## DATASET

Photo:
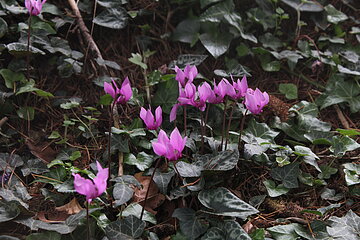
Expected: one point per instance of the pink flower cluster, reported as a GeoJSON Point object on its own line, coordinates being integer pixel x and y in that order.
{"type": "Point", "coordinates": [34, 6]}
{"type": "Point", "coordinates": [189, 94]}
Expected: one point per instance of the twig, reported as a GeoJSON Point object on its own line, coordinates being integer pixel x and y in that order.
{"type": "Point", "coordinates": [85, 31]}
{"type": "Point", "coordinates": [341, 117]}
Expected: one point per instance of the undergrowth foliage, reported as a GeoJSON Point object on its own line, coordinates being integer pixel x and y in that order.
{"type": "Point", "coordinates": [252, 134]}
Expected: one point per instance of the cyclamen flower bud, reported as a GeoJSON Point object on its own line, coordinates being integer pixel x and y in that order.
{"type": "Point", "coordinates": [92, 188]}
{"type": "Point", "coordinates": [121, 95]}
{"type": "Point", "coordinates": [34, 6]}
{"type": "Point", "coordinates": [255, 100]}
{"type": "Point", "coordinates": [149, 120]}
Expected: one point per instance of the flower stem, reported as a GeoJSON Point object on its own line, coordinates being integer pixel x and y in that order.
{"type": "Point", "coordinates": [229, 124]}
{"type": "Point", "coordinates": [241, 128]}
{"type": "Point", "coordinates": [223, 127]}
{"type": "Point", "coordinates": [87, 221]}
{"type": "Point", "coordinates": [148, 190]}
{"type": "Point", "coordinates": [28, 50]}
{"type": "Point", "coordinates": [202, 133]}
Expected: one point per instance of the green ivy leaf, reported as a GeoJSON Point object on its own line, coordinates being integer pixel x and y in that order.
{"type": "Point", "coordinates": [307, 155]}
{"type": "Point", "coordinates": [343, 144]}
{"type": "Point", "coordinates": [343, 91]}
{"type": "Point", "coordinates": [142, 161]}
{"type": "Point", "coordinates": [352, 173]}
{"type": "Point", "coordinates": [289, 89]}
{"type": "Point", "coordinates": [344, 228]}
{"type": "Point", "coordinates": [216, 43]}
{"type": "Point", "coordinates": [224, 203]}
{"type": "Point", "coordinates": [8, 210]}
{"type": "Point", "coordinates": [287, 175]}
{"type": "Point", "coordinates": [190, 223]}
{"type": "Point", "coordinates": [27, 113]}
{"type": "Point", "coordinates": [308, 6]}
{"type": "Point", "coordinates": [273, 190]}
{"type": "Point", "coordinates": [115, 17]}
{"type": "Point", "coordinates": [334, 15]}
{"type": "Point", "coordinates": [127, 228]}
{"type": "Point", "coordinates": [135, 209]}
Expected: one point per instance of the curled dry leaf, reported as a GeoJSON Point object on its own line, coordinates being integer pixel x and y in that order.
{"type": "Point", "coordinates": [70, 208]}
{"type": "Point", "coordinates": [42, 151]}
{"type": "Point", "coordinates": [155, 199]}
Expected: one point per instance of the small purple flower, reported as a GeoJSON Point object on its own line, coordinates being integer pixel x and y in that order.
{"type": "Point", "coordinates": [255, 100]}
{"type": "Point", "coordinates": [189, 73]}
{"type": "Point", "coordinates": [34, 6]}
{"type": "Point", "coordinates": [241, 87]}
{"type": "Point", "coordinates": [121, 95]}
{"type": "Point", "coordinates": [224, 88]}
{"type": "Point", "coordinates": [170, 148]}
{"type": "Point", "coordinates": [92, 188]}
{"type": "Point", "coordinates": [151, 122]}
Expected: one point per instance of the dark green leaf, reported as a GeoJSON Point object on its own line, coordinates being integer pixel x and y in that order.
{"type": "Point", "coordinates": [222, 202]}
{"type": "Point", "coordinates": [3, 27]}
{"type": "Point", "coordinates": [8, 210]}
{"type": "Point", "coordinates": [162, 179]}
{"type": "Point", "coordinates": [44, 235]}
{"type": "Point", "coordinates": [36, 166]}
{"type": "Point", "coordinates": [37, 224]}
{"type": "Point", "coordinates": [143, 160]}
{"type": "Point", "coordinates": [190, 223]}
{"type": "Point", "coordinates": [115, 17]}
{"type": "Point", "coordinates": [345, 228]}
{"type": "Point", "coordinates": [122, 193]}
{"type": "Point", "coordinates": [287, 175]}
{"type": "Point", "coordinates": [343, 144]}
{"type": "Point", "coordinates": [273, 190]}
{"type": "Point", "coordinates": [344, 91]}
{"type": "Point", "coordinates": [135, 209]}
{"type": "Point", "coordinates": [334, 15]}
{"type": "Point", "coordinates": [187, 31]}
{"type": "Point", "coordinates": [352, 173]}
{"type": "Point", "coordinates": [216, 43]}
{"type": "Point", "coordinates": [119, 143]}
{"type": "Point", "coordinates": [130, 227]}
{"type": "Point", "coordinates": [308, 6]}
{"type": "Point", "coordinates": [166, 95]}
{"type": "Point", "coordinates": [289, 89]}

## PROBLEM DESCRIPTION
Please print everything in the material exactly, apart from the pictures.

## FINISHED TASK
Photo:
Expected: one point per instance of the pink flower cluster, reported as a GeoJSON Point object on its own line, coordinates being integer pixel x and y in that order.
{"type": "Point", "coordinates": [34, 6]}
{"type": "Point", "coordinates": [189, 94]}
Expected: one point per instance of the twig, reported as a GeoJSON Point object on its own line, coordinates being integer pixel x and y in that order.
{"type": "Point", "coordinates": [85, 31]}
{"type": "Point", "coordinates": [341, 117]}
Expected: one point per instance of the undergrowth foliage, reported as a GeoJSON Point object on its own line, coordinates being integer pixel x and y in that order.
{"type": "Point", "coordinates": [252, 134]}
Expected: one point per instance of the cyclamen flower bud, reported as a GeoJSON Point object on its own line, coordinates being integer pixel x and y in that order.
{"type": "Point", "coordinates": [92, 188]}
{"type": "Point", "coordinates": [121, 95]}
{"type": "Point", "coordinates": [34, 6]}
{"type": "Point", "coordinates": [255, 100]}
{"type": "Point", "coordinates": [149, 120]}
Expected: one point per instance of the flower stem, reported as a GeoJSON Point object on its own line, coordinates being integer pixel x and y in that order.
{"type": "Point", "coordinates": [229, 124]}
{"type": "Point", "coordinates": [241, 128]}
{"type": "Point", "coordinates": [223, 127]}
{"type": "Point", "coordinates": [87, 221]}
{"type": "Point", "coordinates": [148, 190]}
{"type": "Point", "coordinates": [28, 50]}
{"type": "Point", "coordinates": [202, 133]}
Expected: one point per instance of the green ivy leaf, reported as a GeoJSON Point object on its own line, coordinates being integer pixel x and y in that order.
{"type": "Point", "coordinates": [307, 155]}
{"type": "Point", "coordinates": [343, 144]}
{"type": "Point", "coordinates": [343, 91]}
{"type": "Point", "coordinates": [142, 161]}
{"type": "Point", "coordinates": [352, 173]}
{"type": "Point", "coordinates": [289, 89]}
{"type": "Point", "coordinates": [344, 228]}
{"type": "Point", "coordinates": [216, 43]}
{"type": "Point", "coordinates": [224, 203]}
{"type": "Point", "coordinates": [8, 210]}
{"type": "Point", "coordinates": [287, 175]}
{"type": "Point", "coordinates": [190, 223]}
{"type": "Point", "coordinates": [27, 113]}
{"type": "Point", "coordinates": [308, 6]}
{"type": "Point", "coordinates": [273, 190]}
{"type": "Point", "coordinates": [115, 17]}
{"type": "Point", "coordinates": [334, 15]}
{"type": "Point", "coordinates": [127, 228]}
{"type": "Point", "coordinates": [135, 209]}
Expected: one point per instance of the curled dry leaf, reported as a GeoJSON Point object on its own line, coordinates being integer pixel x and y in that order.
{"type": "Point", "coordinates": [70, 208]}
{"type": "Point", "coordinates": [42, 151]}
{"type": "Point", "coordinates": [155, 199]}
Expected: one point per instance of the small purple flower, reported as a GeoJSON Point object on its own line, coordinates being integer pixel x and y in that order.
{"type": "Point", "coordinates": [255, 100]}
{"type": "Point", "coordinates": [189, 73]}
{"type": "Point", "coordinates": [34, 6]}
{"type": "Point", "coordinates": [241, 87]}
{"type": "Point", "coordinates": [121, 95]}
{"type": "Point", "coordinates": [224, 88]}
{"type": "Point", "coordinates": [170, 148]}
{"type": "Point", "coordinates": [92, 188]}
{"type": "Point", "coordinates": [151, 122]}
Expected: one point per instance of the dark green leaf, reported as a GeoJSON Point object on its own line, coordinates being integer pixel x and y in that order.
{"type": "Point", "coordinates": [222, 202]}
{"type": "Point", "coordinates": [3, 27]}
{"type": "Point", "coordinates": [8, 210]}
{"type": "Point", "coordinates": [162, 179]}
{"type": "Point", "coordinates": [44, 235]}
{"type": "Point", "coordinates": [36, 166]}
{"type": "Point", "coordinates": [37, 224]}
{"type": "Point", "coordinates": [143, 160]}
{"type": "Point", "coordinates": [190, 223]}
{"type": "Point", "coordinates": [115, 17]}
{"type": "Point", "coordinates": [345, 228]}
{"type": "Point", "coordinates": [122, 193]}
{"type": "Point", "coordinates": [287, 175]}
{"type": "Point", "coordinates": [343, 144]}
{"type": "Point", "coordinates": [273, 190]}
{"type": "Point", "coordinates": [344, 91]}
{"type": "Point", "coordinates": [135, 209]}
{"type": "Point", "coordinates": [334, 15]}
{"type": "Point", "coordinates": [187, 31]}
{"type": "Point", "coordinates": [352, 173]}
{"type": "Point", "coordinates": [216, 43]}
{"type": "Point", "coordinates": [119, 143]}
{"type": "Point", "coordinates": [130, 227]}
{"type": "Point", "coordinates": [308, 6]}
{"type": "Point", "coordinates": [166, 95]}
{"type": "Point", "coordinates": [289, 89]}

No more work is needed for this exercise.